Rewrite the lines of every record below, changing "quickstart" to "walkthrough" and keeping everything else the same.
╭─ Input data
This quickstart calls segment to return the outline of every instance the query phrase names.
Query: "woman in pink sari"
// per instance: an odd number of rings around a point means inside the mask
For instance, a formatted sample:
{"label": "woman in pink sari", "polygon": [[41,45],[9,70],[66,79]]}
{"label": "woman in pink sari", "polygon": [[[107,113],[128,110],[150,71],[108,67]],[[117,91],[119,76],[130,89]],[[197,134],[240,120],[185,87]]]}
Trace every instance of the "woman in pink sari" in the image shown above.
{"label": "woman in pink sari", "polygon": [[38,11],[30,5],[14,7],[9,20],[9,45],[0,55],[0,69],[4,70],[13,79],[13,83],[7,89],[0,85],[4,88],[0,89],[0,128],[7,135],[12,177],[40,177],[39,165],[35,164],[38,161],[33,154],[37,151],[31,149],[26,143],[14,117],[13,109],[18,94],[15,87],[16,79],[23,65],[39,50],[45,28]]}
╰─
## Exercise response
This walkthrough calls segment to return the outline of every instance the query phrase names.
Query: "woman in pink sari"
// per instance: an odd number of rings around a point means inside the mask
For instance, a formatted sample:
{"label": "woman in pink sari", "polygon": [[41,45],[9,70],[66,79]]}
{"label": "woman in pink sari", "polygon": [[[107,113],[128,110],[150,71],[108,67]],[[117,91],[119,76],[130,89]],[[197,134],[240,120],[185,87]]]}
Trace every instance of the "woman in pink sari" in the image shown above.
{"label": "woman in pink sari", "polygon": [[38,11],[30,5],[14,7],[9,20],[9,45],[0,55],[0,69],[4,70],[13,79],[13,83],[7,89],[0,85],[4,88],[0,89],[0,128],[7,135],[12,177],[40,177],[39,165],[35,164],[38,161],[33,154],[37,151],[31,149],[26,143],[14,117],[13,109],[18,94],[15,87],[16,79],[23,65],[39,50],[45,28]]}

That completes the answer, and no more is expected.